Using the extract on Diana's campaigns, decide whether each statement agrees with it: 1. The Angola visit was organized by the Red Cross. 2. The hospital Diana visited in Pakistan was founded by Benazir Bhutto. 3. Diana said she is greeted with kindness abroad. Answer yes or no for each, quoting the deciding words.
Top of Page extract
Her campaigns against landmines, against AIDS, for cancer research, for lepers were her priorities. The photo showing her holding the hands of lepers did more to demystify the illness than all the press campaigns of the past 20 years.
But at the cost of so much controversy, humiliation and talk!
"Every single time," she sighed.
When she visited a shelter for the homeless, she was accused of endorsing the Tory government. When, in the early '80s, she made a tender gesture to an AIDS patient, certain Conservatives saw it as a culpable indulgence for immorality.
Her spontaneous contacts with Untouchables in India made the Old Empire Loyalists choke with rage. When she visited a hospital founded by Imran Khan, the husband of her friend Jemima, the press took up the scandalized accusations of Pakistani Prime Minister Benazir Bhutto that Diana was helping a political opponent.
When she attended a heart transplant in an African hospital, she was accused of indecent coquettery. The papers homed in on a closeup of her wearing a surgical mask and - horrors - makeup on her eyes.
"The press is ferocious," she said. "It pardons nothing. It looks only for mistakes. Every intention is twisted, every gesture criticized. I think things are different abroad. I'm greeted with kindness. I'm accepted as I am, without prejudices, without watching for every faux pas. In Britain, it's the other way round. And I think that in my place, any sane person would have left long ago. But I can't. I have my sons to think about."
The most striking incident was probably her trip to Angola earlier this year. The princess had planned for a long time the visit organized by the Red Cross to call attention to the tragedy of the 70,000 landmine victims in the country and support the world campaign to ban them.
She was seen spending hours listening to young people mutilated by mines, to doctors, to mine clearers. She was photographed wearing protective gear to cross mine fields and watch defusing operations.
But it was London that set off the headlines, and the polemics got the spotlight once again. Tory circles went wild, the British Foreign Office lurked in the shadows.
"A loose cannon," shot an aristocratic member of Parliament.
"A totally ill-advised and unrealistic utopian," said another parliamentarian.
"Misinformed," said a news announcer, making a dubious comparison to Brigitte Bardot. The subject is much too complicated for her little bird's brain."
Bottom of Page extract
Top of Data listing
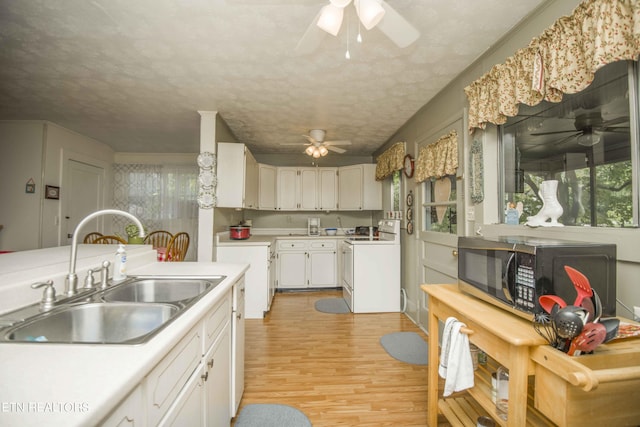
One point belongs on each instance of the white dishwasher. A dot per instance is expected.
(371, 270)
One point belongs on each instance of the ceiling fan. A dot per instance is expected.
(371, 13)
(317, 146)
(589, 128)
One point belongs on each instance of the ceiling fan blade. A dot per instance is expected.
(311, 38)
(617, 130)
(398, 29)
(335, 149)
(310, 139)
(616, 121)
(338, 142)
(554, 132)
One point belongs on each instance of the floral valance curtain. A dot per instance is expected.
(563, 59)
(391, 160)
(438, 159)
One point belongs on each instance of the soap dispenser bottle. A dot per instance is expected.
(120, 265)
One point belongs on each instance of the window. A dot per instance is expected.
(395, 190)
(439, 208)
(585, 143)
(163, 197)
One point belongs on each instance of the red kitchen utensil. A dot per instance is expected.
(548, 302)
(592, 335)
(581, 283)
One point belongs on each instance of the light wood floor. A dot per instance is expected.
(332, 366)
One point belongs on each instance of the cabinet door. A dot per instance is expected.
(237, 347)
(217, 382)
(266, 187)
(372, 189)
(129, 413)
(251, 181)
(322, 269)
(188, 409)
(327, 188)
(292, 269)
(308, 189)
(350, 187)
(231, 175)
(287, 187)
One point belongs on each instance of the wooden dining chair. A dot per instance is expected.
(177, 248)
(109, 240)
(158, 239)
(91, 237)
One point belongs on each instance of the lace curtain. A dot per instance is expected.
(563, 59)
(163, 197)
(390, 161)
(438, 159)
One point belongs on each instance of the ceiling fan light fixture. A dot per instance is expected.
(330, 19)
(370, 12)
(340, 3)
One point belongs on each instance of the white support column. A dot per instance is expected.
(205, 216)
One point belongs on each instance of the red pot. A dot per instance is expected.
(239, 232)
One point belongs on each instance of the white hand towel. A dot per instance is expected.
(456, 366)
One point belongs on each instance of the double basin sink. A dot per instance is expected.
(131, 312)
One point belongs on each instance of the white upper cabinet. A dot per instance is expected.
(328, 189)
(297, 189)
(358, 188)
(237, 173)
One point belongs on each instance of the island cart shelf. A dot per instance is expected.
(546, 387)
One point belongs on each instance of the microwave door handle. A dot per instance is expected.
(505, 278)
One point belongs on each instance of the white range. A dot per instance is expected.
(371, 270)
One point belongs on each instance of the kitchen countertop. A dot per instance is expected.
(268, 237)
(80, 384)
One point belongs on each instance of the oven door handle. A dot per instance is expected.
(506, 290)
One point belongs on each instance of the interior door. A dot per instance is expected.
(82, 195)
(441, 221)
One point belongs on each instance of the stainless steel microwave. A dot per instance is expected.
(513, 271)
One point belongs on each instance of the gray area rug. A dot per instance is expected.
(332, 305)
(408, 347)
(271, 415)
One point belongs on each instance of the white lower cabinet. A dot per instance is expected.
(191, 386)
(307, 264)
(217, 382)
(130, 412)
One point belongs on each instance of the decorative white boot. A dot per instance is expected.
(551, 208)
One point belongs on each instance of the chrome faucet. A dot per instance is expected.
(71, 284)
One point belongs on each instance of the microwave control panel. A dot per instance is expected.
(525, 288)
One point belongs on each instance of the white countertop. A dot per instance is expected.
(45, 384)
(268, 237)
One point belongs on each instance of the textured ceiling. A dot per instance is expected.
(133, 74)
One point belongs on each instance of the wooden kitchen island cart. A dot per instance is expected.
(546, 387)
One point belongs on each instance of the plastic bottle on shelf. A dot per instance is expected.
(120, 264)
(502, 393)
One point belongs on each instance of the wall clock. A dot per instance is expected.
(410, 198)
(409, 166)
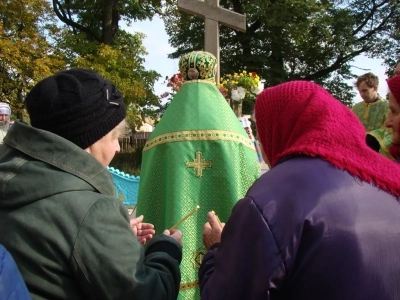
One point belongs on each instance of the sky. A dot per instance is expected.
(158, 48)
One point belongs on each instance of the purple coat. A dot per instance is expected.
(307, 230)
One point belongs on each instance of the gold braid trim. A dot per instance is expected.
(199, 135)
(189, 285)
(209, 81)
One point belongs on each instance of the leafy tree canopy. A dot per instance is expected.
(26, 55)
(296, 39)
(94, 40)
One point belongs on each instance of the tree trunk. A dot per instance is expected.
(110, 21)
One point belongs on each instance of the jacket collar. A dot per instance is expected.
(60, 153)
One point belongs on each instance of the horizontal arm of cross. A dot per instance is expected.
(206, 10)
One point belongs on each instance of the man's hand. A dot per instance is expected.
(212, 230)
(175, 234)
(143, 231)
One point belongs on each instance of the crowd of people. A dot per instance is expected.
(322, 223)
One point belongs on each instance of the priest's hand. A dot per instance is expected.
(212, 230)
(143, 231)
(175, 234)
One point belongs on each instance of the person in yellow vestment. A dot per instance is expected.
(198, 154)
(372, 112)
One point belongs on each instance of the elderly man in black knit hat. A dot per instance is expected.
(71, 238)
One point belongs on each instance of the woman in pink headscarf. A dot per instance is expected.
(323, 223)
(393, 120)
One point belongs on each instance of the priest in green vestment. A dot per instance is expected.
(373, 111)
(198, 154)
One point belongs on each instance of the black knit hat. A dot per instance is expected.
(77, 104)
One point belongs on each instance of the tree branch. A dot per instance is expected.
(62, 16)
(336, 65)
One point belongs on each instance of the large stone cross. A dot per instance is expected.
(213, 15)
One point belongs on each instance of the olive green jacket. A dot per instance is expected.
(67, 232)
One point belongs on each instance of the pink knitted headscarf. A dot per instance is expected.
(300, 117)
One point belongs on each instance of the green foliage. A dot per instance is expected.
(295, 39)
(26, 54)
(111, 51)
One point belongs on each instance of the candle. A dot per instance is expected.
(185, 217)
(219, 221)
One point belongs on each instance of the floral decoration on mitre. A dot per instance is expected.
(175, 82)
(198, 65)
(238, 86)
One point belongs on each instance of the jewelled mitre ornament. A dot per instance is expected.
(198, 65)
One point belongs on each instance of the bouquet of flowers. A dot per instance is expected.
(242, 85)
Bottom of Data listing
Answer area>
1. Yes: "the visit organized by the Red Cross"
2. No: "a hospital founded by Imran Khan"
3. Yes: "I think things are different abroad. I'm greeted with kindness."